WORK TASK |
Please copy every record exactly as it is written.

[DATA FOR THE TASK]

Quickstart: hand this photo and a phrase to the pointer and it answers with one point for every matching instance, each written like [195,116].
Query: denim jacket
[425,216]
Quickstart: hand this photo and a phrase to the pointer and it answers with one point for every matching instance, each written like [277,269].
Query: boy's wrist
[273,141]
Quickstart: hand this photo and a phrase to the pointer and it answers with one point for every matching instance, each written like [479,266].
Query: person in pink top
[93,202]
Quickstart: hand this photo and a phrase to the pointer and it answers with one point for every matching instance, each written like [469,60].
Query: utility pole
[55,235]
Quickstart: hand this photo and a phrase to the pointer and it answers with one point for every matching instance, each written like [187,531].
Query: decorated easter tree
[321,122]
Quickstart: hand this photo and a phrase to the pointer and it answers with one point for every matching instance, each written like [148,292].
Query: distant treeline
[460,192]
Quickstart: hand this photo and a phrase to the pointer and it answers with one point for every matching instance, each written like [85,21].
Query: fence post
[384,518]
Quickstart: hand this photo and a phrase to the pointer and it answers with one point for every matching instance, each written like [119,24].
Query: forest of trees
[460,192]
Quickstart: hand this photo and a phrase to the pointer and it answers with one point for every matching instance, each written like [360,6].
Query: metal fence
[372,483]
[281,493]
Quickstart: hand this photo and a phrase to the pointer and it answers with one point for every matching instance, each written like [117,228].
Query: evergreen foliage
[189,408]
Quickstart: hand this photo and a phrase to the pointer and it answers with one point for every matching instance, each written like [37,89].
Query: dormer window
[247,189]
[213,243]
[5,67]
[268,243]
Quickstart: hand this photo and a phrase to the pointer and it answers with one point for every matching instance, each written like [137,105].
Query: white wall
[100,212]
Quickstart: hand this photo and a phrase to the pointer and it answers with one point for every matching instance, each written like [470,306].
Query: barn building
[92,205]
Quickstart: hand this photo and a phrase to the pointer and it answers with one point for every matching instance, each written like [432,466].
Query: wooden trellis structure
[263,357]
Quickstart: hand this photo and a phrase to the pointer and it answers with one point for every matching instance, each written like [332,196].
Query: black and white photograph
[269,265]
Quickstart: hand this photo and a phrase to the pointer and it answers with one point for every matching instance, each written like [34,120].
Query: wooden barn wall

[/DATA FOR THE TASK]

WRITTEN RESPONSE |
Quickstart: hand this photo and a phrase to the pointer and it answers with one point for every matching instance, each written like [195,116].
Query: denim jacket
[425,216]
Quickstart: hand this photo and a phrase to the pointer and it answers with one point for every matching instance, each written like [277,269].
Query: boy's wrist
[273,141]
Quickstart: hand this photo and a phrase to the pointer and it answers with one point for every matching instance, each written like [479,266].
Query: person in pink top
[93,202]
Quickstart: hand this photo and a phrase to the pointer and it answers with one point for every matching instance, each written like [469,60].
Query: utility pole
[55,235]
Quickstart: hand this photo and a phrase to the pointer and it answers with one point for every matching instance, each written like [187,531].
Query: decorated easter tree
[321,122]
Quickstart: hand this photo and a phrase to the pointer and it answers with one point for every matching instance, each written like [148,292].
Query: distant treeline
[460,192]
Quickstart: hand this photo and a phrase to the pointer and it answers with one point for every matching instance, each written like [85,21].
Query: fence post
[384,518]
Quickstart: hand this photo and a phrase to the pointer and it answers with one point for every matching instance, each written like [119,24].
Query: forest of trees
[460,192]
Quickstart: hand this photo and a phrase to the pointer and it answers with one point for every matching instance, each written like [360,6].
Query: metal fence
[372,483]
[281,493]
Quickstart: hand this photo and a phrase to the pointer and it answers with one point for every matching instance, each written like [117,228].
Query: evergreen foliage
[189,408]
Quickstart: hand this photo and a phrase to the pointer and it answers with one point for every matching instance, each written like [37,89].
Query: dormer window
[247,189]
[213,243]
[5,67]
[268,243]
Quickstart: hand this photo and a phrase to the pointer and it answers with one point for every matching instance, each written like [137,105].
Query: white wall
[100,212]
Quickstart: hand this photo and a phrase to the pointer and it answers with one point for every matching instance, each written like [470,306].
Query: barn building
[92,205]
Quickstart: hand this photo and a phrase to the pointer and it answers with one point for every matching instance, each written like [432,466].
Query: wooden trellis structure
[263,357]
Quickstart: hand this photo and a phrase to the pointer and it answers with one point for every matching instance, each written like [332,196].
Query: black and white photograph
[269,265]
Quickstart: hand this photo and a phrase to the pointer and it answers with one point for every matching instance, each written like [34,120].
Query: wooden barn wall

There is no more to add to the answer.